#### PROVIDED MATERIAL
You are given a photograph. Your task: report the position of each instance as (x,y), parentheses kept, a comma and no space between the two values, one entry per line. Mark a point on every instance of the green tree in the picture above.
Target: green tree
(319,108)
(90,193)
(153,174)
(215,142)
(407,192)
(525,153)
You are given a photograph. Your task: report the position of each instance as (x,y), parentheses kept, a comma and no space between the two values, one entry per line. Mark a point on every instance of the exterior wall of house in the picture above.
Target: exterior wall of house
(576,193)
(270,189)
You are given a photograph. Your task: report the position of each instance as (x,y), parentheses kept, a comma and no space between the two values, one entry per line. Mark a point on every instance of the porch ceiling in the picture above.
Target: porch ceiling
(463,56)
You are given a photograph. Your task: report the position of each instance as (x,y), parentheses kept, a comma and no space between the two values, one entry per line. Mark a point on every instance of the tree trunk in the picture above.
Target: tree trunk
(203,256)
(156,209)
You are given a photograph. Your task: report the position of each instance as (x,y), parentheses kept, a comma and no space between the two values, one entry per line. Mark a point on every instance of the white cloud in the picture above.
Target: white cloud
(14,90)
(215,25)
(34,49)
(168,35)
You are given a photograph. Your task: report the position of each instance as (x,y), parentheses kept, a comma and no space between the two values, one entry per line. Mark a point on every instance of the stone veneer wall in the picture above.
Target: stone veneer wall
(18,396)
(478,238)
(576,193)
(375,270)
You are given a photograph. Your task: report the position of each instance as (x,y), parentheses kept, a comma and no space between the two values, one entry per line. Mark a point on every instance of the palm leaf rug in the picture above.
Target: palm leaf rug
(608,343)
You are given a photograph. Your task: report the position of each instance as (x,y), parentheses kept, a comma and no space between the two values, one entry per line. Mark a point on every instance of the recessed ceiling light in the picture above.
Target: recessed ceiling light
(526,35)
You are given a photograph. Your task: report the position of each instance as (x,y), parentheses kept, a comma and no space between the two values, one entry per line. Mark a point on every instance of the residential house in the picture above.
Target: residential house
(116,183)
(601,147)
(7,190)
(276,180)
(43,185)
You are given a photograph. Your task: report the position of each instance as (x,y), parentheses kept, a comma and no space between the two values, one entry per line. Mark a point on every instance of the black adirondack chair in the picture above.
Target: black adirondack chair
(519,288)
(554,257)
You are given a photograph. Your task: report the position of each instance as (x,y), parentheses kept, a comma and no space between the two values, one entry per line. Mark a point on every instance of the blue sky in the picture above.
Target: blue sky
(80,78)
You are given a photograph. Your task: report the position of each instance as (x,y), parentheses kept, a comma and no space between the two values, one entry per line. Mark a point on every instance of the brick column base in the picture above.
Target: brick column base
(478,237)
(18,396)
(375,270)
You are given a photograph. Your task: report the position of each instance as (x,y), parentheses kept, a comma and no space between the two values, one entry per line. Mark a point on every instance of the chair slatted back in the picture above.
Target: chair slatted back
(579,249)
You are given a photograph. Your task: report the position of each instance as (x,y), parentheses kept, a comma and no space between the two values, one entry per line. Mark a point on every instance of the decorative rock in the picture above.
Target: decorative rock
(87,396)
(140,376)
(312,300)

#### WHAT YOU WILL DO
Please output the records shown above, with every character intact.

#### TASK OUTPUT
You are given a photograph. Your task: report the position of each instance as (x,y), parentheses kept, a comma and no space between the two values, one entry per line. Mark a point on every instance of the green tree in the picture above.
Target: green tree
(319,108)
(90,193)
(153,174)
(215,142)
(407,192)
(525,153)
You are given a photograph. Your task: report the position of each instance as (x,y), parentheses kept, a comma and no space between the two values, one entry per line. Mark a point on every instance of the exterior wall of house in the picture above.
Target: exterior wall of house
(576,193)
(270,189)
You are given a photograph. Your task: report the position of each instance as (x,y), parentheses kept, a comma and no space between the two values, one entry per line. Mark a point on every instance of the porch ceiling in the picture above.
Target: porch ceiling
(463,56)
You are given a photograph. Your task: report the position of each instance as (x,y), parentheses kept, a comma and no space between the two values, one entry per line. Mark a point on every instance of the tree trunk in the picture above.
Target: tree trunk
(203,256)
(156,209)
You are given a photograph. Your task: report the position of each instance as (x,y), parentheses kept, a comma and no space between the two values, one entry per line. Mark a point on every instance of the white cloud in the picture above.
Target: white cloud
(14,90)
(215,25)
(34,49)
(168,35)
You are given a photograph. Your task: report the position of each instance as (x,y), parentheses kept, a comma and no space between the two values, one entry per line. Mark a point on every instance of the stone veneer wall in the picture above.
Target: stone veneer wall
(18,396)
(478,238)
(576,193)
(375,270)
You are given a photograph. Your task: report the position of each instance as (x,y), parentheses kept, a comma and no space between the two values, one entry per line. Mark a point on every instance of the palm leaf rug in the picture above.
Target: palm leaf rug
(608,343)
You are given a photograph. Your task: report the position of each instance as (x,y), parentheses kept, a comma and no space between the two values, one entry per line. Mark a point on every instance of the recessed ceiling light in the picture above.
Target: recessed ceiling light
(526,35)
You are given a photograph. Your task: report the position of each instance as (x,y), parentheses kept, a comma and no space between the two values, one entry per line. Mark a point on every instance of the residential house in the picture above.
Target: residential house
(116,183)
(601,147)
(7,190)
(276,180)
(43,185)
You are given a photograph. Your task: report the position of each instance as (x,y), parentheses kept, a comma and no space between the two values, one entry per line. Mark a point on every instance of the black adirondack chair in the picture above.
Target: black adirondack chair
(519,288)
(554,257)
You are given a photograph. Your task: report the position of each instance as (x,y), parentheses kept, a comma and no space between the two values, one entry per line. Mark a point on every instance of the blue sky in the picture above.
Target: blue sky
(80,78)
You are given a photograph. Your task: report the position of each instance as (x,y), parentheses kept, a comma and no space between the two values, one entry per line. Mark a point on every instance of the brick column base in the picture above.
Target: brick column base
(478,237)
(18,396)
(375,270)
You are given a photograph. Your task: report the position of each instance as (x,y), parentheses kept, a comma and no space between the two values, one entry per line. Mark a point on every instance of the chair slatted back in the picture above.
Target: chair slatted back
(579,249)
You are given a photograph. Your task: report the position of each instance as (x,y), parentheses kept, a comma and no space between the two values, one entry per line. Mark a point on every instance of the decorative rock in the picture above.
Target: decorative rock
(87,396)
(140,376)
(312,300)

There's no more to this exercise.